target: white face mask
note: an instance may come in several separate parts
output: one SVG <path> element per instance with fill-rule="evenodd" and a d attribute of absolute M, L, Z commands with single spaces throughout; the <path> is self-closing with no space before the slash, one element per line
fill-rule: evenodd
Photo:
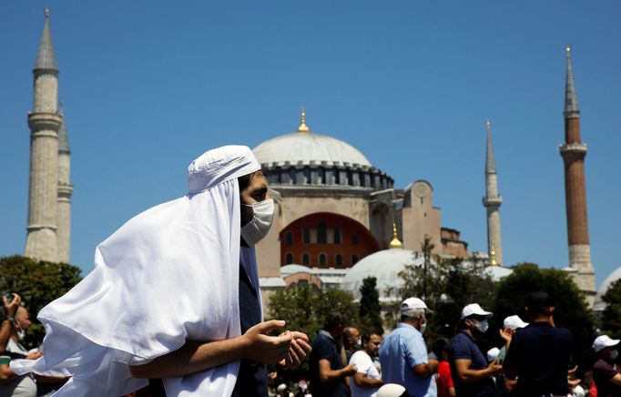
<path fill-rule="evenodd" d="M 260 241 L 270 231 L 271 219 L 274 218 L 274 200 L 270 198 L 252 205 L 242 204 L 242 206 L 252 207 L 254 212 L 252 219 L 241 227 L 241 237 L 244 238 L 249 247 L 251 247 Z"/>
<path fill-rule="evenodd" d="M 490 327 L 490 325 L 487 323 L 487 320 L 482 320 L 481 321 L 476 321 L 476 322 L 474 322 L 474 326 L 476 327 L 477 330 L 479 330 L 481 331 L 481 333 L 487 332 L 487 329 Z"/>
<path fill-rule="evenodd" d="M 421 320 L 422 320 L 422 317 L 421 317 L 421 318 L 418 319 L 418 323 L 419 323 L 420 326 L 421 326 L 421 329 L 419 330 L 419 332 L 421 332 L 421 333 L 422 334 L 422 333 L 425 332 L 425 330 L 427 329 L 427 319 L 425 319 L 425 323 L 424 323 L 424 324 L 421 324 Z"/>

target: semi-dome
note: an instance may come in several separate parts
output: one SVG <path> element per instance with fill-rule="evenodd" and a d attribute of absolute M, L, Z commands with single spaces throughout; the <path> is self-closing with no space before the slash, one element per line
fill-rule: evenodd
<path fill-rule="evenodd" d="M 341 283 L 341 289 L 350 292 L 357 300 L 360 288 L 368 277 L 377 279 L 377 291 L 381 303 L 391 303 L 401 299 L 403 280 L 399 273 L 408 265 L 422 266 L 424 258 L 420 253 L 402 249 L 390 249 L 369 255 L 356 263 Z"/>
<path fill-rule="evenodd" d="M 597 293 L 596 293 L 596 300 L 593 304 L 593 310 L 595 311 L 603 311 L 606 309 L 606 303 L 602 300 L 602 297 L 608 290 L 610 285 L 619 279 L 621 279 L 621 268 L 616 269 L 616 270 L 613 271 L 608 277 L 606 278 L 602 285 L 599 287 L 599 290 L 597 290 Z"/>

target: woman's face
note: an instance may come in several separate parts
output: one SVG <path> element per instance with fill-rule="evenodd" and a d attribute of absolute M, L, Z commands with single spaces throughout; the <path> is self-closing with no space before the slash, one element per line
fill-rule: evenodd
<path fill-rule="evenodd" d="M 250 182 L 246 188 L 241 190 L 239 196 L 241 204 L 248 206 L 270 198 L 270 193 L 268 193 L 268 179 L 263 176 L 263 171 L 259 170 L 250 176 Z M 241 226 L 252 220 L 254 215 L 252 208 L 248 206 L 241 206 Z"/>

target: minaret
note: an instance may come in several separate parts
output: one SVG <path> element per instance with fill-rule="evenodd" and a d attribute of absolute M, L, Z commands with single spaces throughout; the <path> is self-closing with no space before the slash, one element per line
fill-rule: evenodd
<path fill-rule="evenodd" d="M 567 210 L 569 267 L 574 280 L 593 304 L 596 293 L 595 271 L 591 265 L 586 218 L 586 188 L 585 188 L 585 157 L 586 145 L 580 141 L 580 109 L 575 95 L 572 70 L 571 48 L 566 47 L 567 75 L 565 86 L 565 144 L 560 151 L 565 163 L 565 198 Z"/>
<path fill-rule="evenodd" d="M 71 236 L 71 151 L 69 138 L 66 135 L 66 120 L 63 101 L 60 101 L 60 116 L 62 124 L 58 130 L 58 231 L 57 249 L 58 261 L 69 263 Z"/>
<path fill-rule="evenodd" d="M 503 198 L 498 195 L 496 161 L 492 148 L 492 123 L 485 122 L 487 128 L 487 150 L 485 153 L 485 197 L 483 205 L 487 209 L 487 253 L 492 266 L 503 265 L 503 243 L 500 237 L 500 212 Z"/>
<path fill-rule="evenodd" d="M 30 127 L 30 183 L 25 256 L 56 261 L 58 198 L 58 66 L 49 29 L 49 10 L 33 69 L 33 111 Z"/>

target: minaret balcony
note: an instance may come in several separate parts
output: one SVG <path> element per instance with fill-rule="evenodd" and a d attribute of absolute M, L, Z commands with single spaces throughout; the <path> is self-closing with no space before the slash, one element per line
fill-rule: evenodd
______
Exercise goal:
Render every line of the entries above as a numbered list, leaving out the blank lines and the pictures.

Exercise response:
1. target: white face mask
2. note: an instance may come in several separate parts
3. output: one SVG <path> element per instance with fill-rule="evenodd" and a d attribute of absolute M, L, Z commands with single spaces throughout; the <path> is self-closing with no space before the slash, one element per line
4. fill-rule: evenodd
5. Photo:
6. <path fill-rule="evenodd" d="M 260 241 L 270 231 L 271 219 L 274 218 L 274 200 L 270 198 L 252 205 L 242 204 L 242 206 L 252 207 L 254 212 L 252 219 L 241 227 L 241 237 L 244 238 L 249 247 L 251 247 Z"/>
7. <path fill-rule="evenodd" d="M 490 327 L 490 325 L 487 323 L 487 320 L 482 320 L 481 321 L 476 321 L 476 322 L 474 322 L 474 326 L 476 327 L 477 330 L 479 330 L 481 331 L 481 333 L 487 332 L 487 329 Z"/>
8. <path fill-rule="evenodd" d="M 421 320 L 422 320 L 422 317 L 421 317 L 421 318 L 418 319 L 418 323 L 419 323 L 420 326 L 421 326 L 421 329 L 419 330 L 419 332 L 421 332 L 421 333 L 422 334 L 422 333 L 425 332 L 425 330 L 427 329 L 427 319 L 425 319 L 425 323 L 424 323 L 424 324 L 421 324 Z"/>
9. target: semi-dome
10. note: an instance may come in several separate parts
11. output: one SVG <path> element per instance with fill-rule="evenodd" and a d attribute of absolute M, L, Z commands with single spaces throughout; the <path> is self-closing with no space before the slash, one element per line
12. fill-rule: evenodd
13. <path fill-rule="evenodd" d="M 341 283 L 341 289 L 350 292 L 357 300 L 360 288 L 368 277 L 377 279 L 377 291 L 381 303 L 391 303 L 401 299 L 403 280 L 399 273 L 408 265 L 422 266 L 424 258 L 420 253 L 402 249 L 390 249 L 369 255 L 356 263 Z"/>
14. <path fill-rule="evenodd" d="M 597 293 L 596 293 L 596 300 L 593 304 L 593 310 L 595 311 L 603 311 L 606 309 L 606 303 L 602 300 L 602 297 L 608 290 L 610 285 L 619 279 L 621 279 L 621 268 L 616 269 L 616 270 L 613 271 L 608 277 L 606 278 L 602 285 L 599 287 L 599 290 L 597 290 Z"/>
15. target: woman's face
16. note: an instance may come in several separate parts
17. output: one SVG <path> element per instance with fill-rule="evenodd" and a d attribute of absolute M, L, Z commands with single spaces throughout; the <path> is self-closing with no space before the slash, one element per line
18. fill-rule: evenodd
19. <path fill-rule="evenodd" d="M 250 182 L 246 188 L 241 190 L 239 196 L 241 204 L 248 206 L 270 198 L 270 193 L 268 193 L 268 179 L 263 176 L 263 171 L 259 170 L 250 176 Z M 241 226 L 252 220 L 254 215 L 252 208 L 248 206 L 241 206 Z"/>
20. target: minaret
21. note: an instance may come in several separate parts
22. output: one SVG <path> element per instance with fill-rule="evenodd" and a d attribute of absolute M, L, Z commands with single spaces throughout; the <path> is self-closing with no space before the slash, one element per line
23. fill-rule: evenodd
24. <path fill-rule="evenodd" d="M 567 210 L 569 267 L 574 280 L 593 304 L 596 293 L 595 271 L 591 265 L 586 218 L 586 188 L 585 188 L 585 157 L 586 145 L 580 141 L 580 109 L 575 95 L 572 70 L 571 48 L 566 47 L 567 75 L 565 86 L 565 144 L 560 151 L 565 163 L 565 198 Z"/>
25. <path fill-rule="evenodd" d="M 71 236 L 71 151 L 69 138 L 66 135 L 66 120 L 63 101 L 60 101 L 60 116 L 62 124 L 58 130 L 58 231 L 57 249 L 58 261 L 69 263 Z"/>
26. <path fill-rule="evenodd" d="M 503 198 L 498 195 L 496 161 L 492 148 L 492 123 L 485 122 L 487 128 L 487 150 L 485 153 L 485 197 L 483 205 L 487 209 L 487 253 L 492 266 L 503 265 L 503 243 L 500 237 L 500 212 Z"/>
27. <path fill-rule="evenodd" d="M 30 127 L 30 183 L 25 256 L 56 261 L 58 198 L 58 66 L 49 29 L 49 10 L 33 69 L 33 111 Z"/>
28. target: minaret balcony
29. note: an instance may come in several separate parts
30. output: one SVG <path> element per instance with fill-rule="evenodd" and a d attribute of absolute M, L, Z commands with single spaces throughout; the <path> is self-closing with no space before the slash, one element per line
31. fill-rule: evenodd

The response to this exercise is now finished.